# [À FAIRE]
• a. Relevez dans le billet ci-dessous tous les noms propres de publications et de plateformes en ligne.
• b. Résumez en deux ou trois phrases le paragraphe du billet qui commence par « Tout d'abord, le filtrage des réseaux sociaux », en conservant ses faits principaux.
• c. D'après le billet ci-dessous, les affirmations suivantes sont-elles exactes ? Répondez par oui ou par non et citez les mots du billet qui le montrent. (i) Le JdeM a publié trois textes sur l'ordinateur et l'école. (ii) Le blocage de Facebook à l'école empêche un jeune de mettre en ligne chez lui la photo d'un prof. (iii) Le filtrage des réseaux sociaux découle surtout de la demande de certains parents ou des organismes qui les représentent.

# [EXTRAIT]
········

Le JdeM publie aujourd'hui deux textes sur l'ordinateur et l'école (ici et ici). J'en ferai la critique parce que trop d'éléments y sont présenté de façon incomplète.
Le blocage des réseaux sociaux à l'école
Ainsi, dans un texte, on attribue le blocage de certains réseaux sociaux au fait que des enseignants ont été piégés à leur insu par des élèves et que des photos ou des vidéos les présentant sous un jour défavorable ont été mis en ligne. Croyant connaitre un peu la pensée de M. Asselin en la matière et dont on rapporte les propos ici, je m'étonne d'un raisonnement si bancal et incomplet de sa part.
Tout d'abord, le filtrage des réseaux sociaux à l'école n'empêche en rien la prise non autorisée de photos en milieu scolaire ou la mise en ligne d'informations péjoratives sur certains enseignants. Ce n'est pas parce que Facebook n'est pas disponible dans une école que cela empêchera un jeune de mettre sur Internet une photo d'un prof le soir chez lui. Il n'y a donc aucun lien entre ces deux éléments. Je trouve regrettable qu'on semble faire porter aux enseignants l'odieux d'une mesure dont ils ne sont en rien responsables et qui n'a tout simplement aucun impact sur la problématique soulevée.
En fait, on oublie un élément essentiel dans ce texte: le filtrage des réseaux sociaux est davantage la conséquence directe de la demande de certains parents ou organismes les représentant. En effet, l'école doit s'assurer de bloquer certains sites dont le caractère éducatif ne semble pas évident à leurs yeux et les réseaux sociaux en font partie, surtout qu'avec Youtube et Facebook, ils permettent l'accès indirect à du contenu offensant ou pornographique. À cet égard, on aurait gagné à pousser un peu plus loin le travail de recherche journalistique et d'analyse plutôt qu'à toujours blâmer les profs pour ce qui ne marche pas.
Les jeunes: tous des virtuoses des NTIC
Dans un autre texte, on écrit: «Alors que les jeunes sont très à l'aise avec les nouvelles technologies, les écoles québécoises et les enseignants, eux, sont très en retard par rapport à leurs élèves.»

········

# [DONNÉES EXTRAITES]

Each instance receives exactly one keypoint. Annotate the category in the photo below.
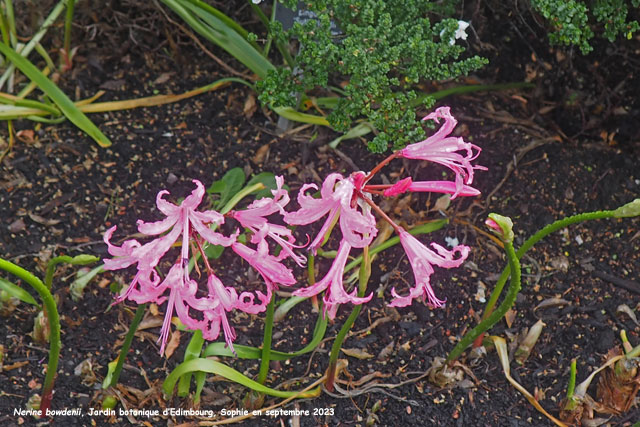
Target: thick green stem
(54, 325)
(510, 298)
(365, 273)
(266, 341)
(68, 21)
(137, 318)
(532, 241)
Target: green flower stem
(571, 387)
(68, 20)
(365, 273)
(54, 325)
(137, 318)
(532, 241)
(266, 341)
(510, 298)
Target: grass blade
(66, 106)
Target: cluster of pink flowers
(347, 200)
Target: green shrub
(570, 20)
(384, 50)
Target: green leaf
(218, 28)
(59, 98)
(228, 186)
(192, 351)
(267, 179)
(247, 352)
(17, 292)
(233, 179)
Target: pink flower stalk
(182, 220)
(422, 260)
(443, 149)
(358, 227)
(254, 218)
(446, 187)
(271, 270)
(335, 293)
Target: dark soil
(570, 145)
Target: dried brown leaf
(357, 353)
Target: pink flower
(271, 270)
(442, 148)
(358, 226)
(254, 218)
(335, 293)
(446, 187)
(181, 220)
(422, 260)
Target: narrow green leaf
(247, 352)
(59, 98)
(233, 179)
(17, 292)
(222, 33)
(267, 179)
(191, 352)
(213, 367)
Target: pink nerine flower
(358, 226)
(443, 149)
(332, 282)
(271, 270)
(254, 218)
(422, 260)
(446, 187)
(181, 220)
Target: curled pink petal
(332, 282)
(443, 149)
(422, 260)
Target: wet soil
(569, 145)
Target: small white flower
(460, 32)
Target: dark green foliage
(570, 24)
(384, 50)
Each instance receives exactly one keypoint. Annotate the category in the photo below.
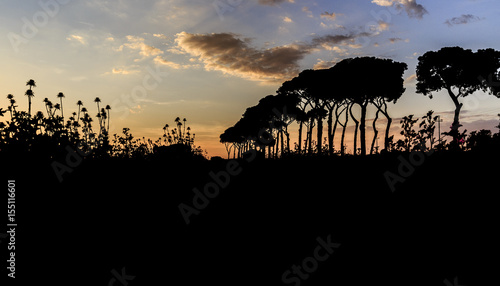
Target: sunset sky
(208, 61)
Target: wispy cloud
(77, 38)
(331, 16)
(138, 44)
(463, 19)
(412, 8)
(322, 64)
(274, 2)
(232, 55)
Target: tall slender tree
(29, 93)
(460, 72)
(60, 95)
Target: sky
(207, 61)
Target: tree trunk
(344, 127)
(282, 143)
(330, 130)
(362, 128)
(355, 129)
(311, 128)
(320, 134)
(300, 137)
(375, 132)
(456, 118)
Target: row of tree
(356, 84)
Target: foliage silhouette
(460, 72)
(45, 136)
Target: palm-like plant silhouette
(108, 108)
(80, 104)
(60, 95)
(29, 93)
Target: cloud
(77, 38)
(332, 40)
(162, 61)
(161, 36)
(330, 16)
(307, 11)
(464, 19)
(274, 2)
(321, 64)
(411, 7)
(383, 26)
(231, 55)
(137, 43)
(394, 40)
(122, 71)
(411, 78)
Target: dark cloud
(273, 2)
(412, 8)
(464, 19)
(232, 55)
(227, 53)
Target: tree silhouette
(29, 93)
(383, 83)
(79, 104)
(460, 72)
(60, 95)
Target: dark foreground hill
(337, 220)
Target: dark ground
(441, 223)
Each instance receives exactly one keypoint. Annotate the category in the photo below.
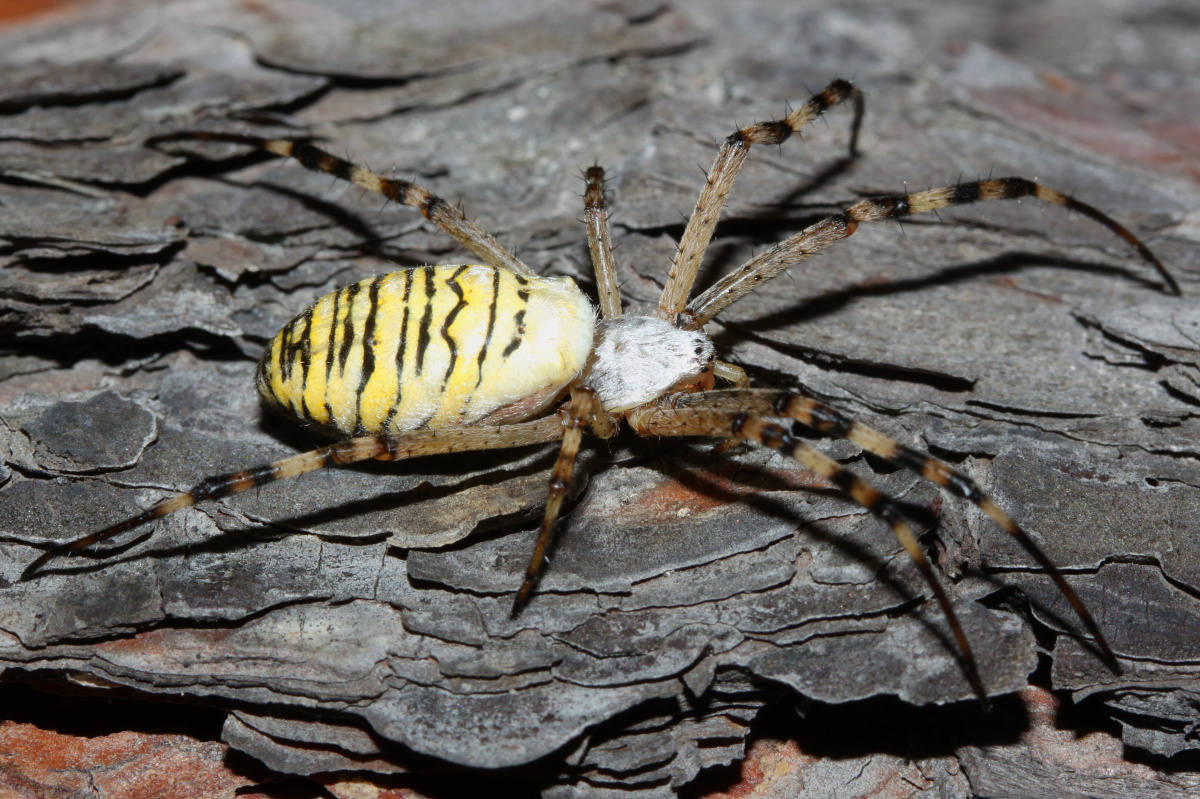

········

# [LISTE DES RÉPONSES]
• a. JdeM, Facebook, Youtube

• b. Bloquer les réseaux sociaux à l'école n'empêche ni de prendre des photos sans autorisation en milieu scolaire ni de publier en ligne des informations péjoratives sur des enseignants. Un élève peut toujours mettre la photo d'un prof sur Internet le soir, chez lui. Ces deux éléments n'ont donc aucun lien, et il est regrettable d'imputer aux enseignants une mesure dont ils ne sont pas responsables et qui n'a aucun effet sur ce problème.

• c.
(i) Non : « Le JdeM publie aujourd'hui deux textes sur l'ordinateur et l'école »
(ii) Non : « Ce n'est pas parce que Facebook n'est pas disponible dans une école que cela empêchera un jeune de mettre sur Internet une photo d'un prof le soir chez lui. »
(iii) Oui : « le filtrage des réseaux sociaux est davantage la conséquence directe de la demande de certains parents ou organismes les représentant »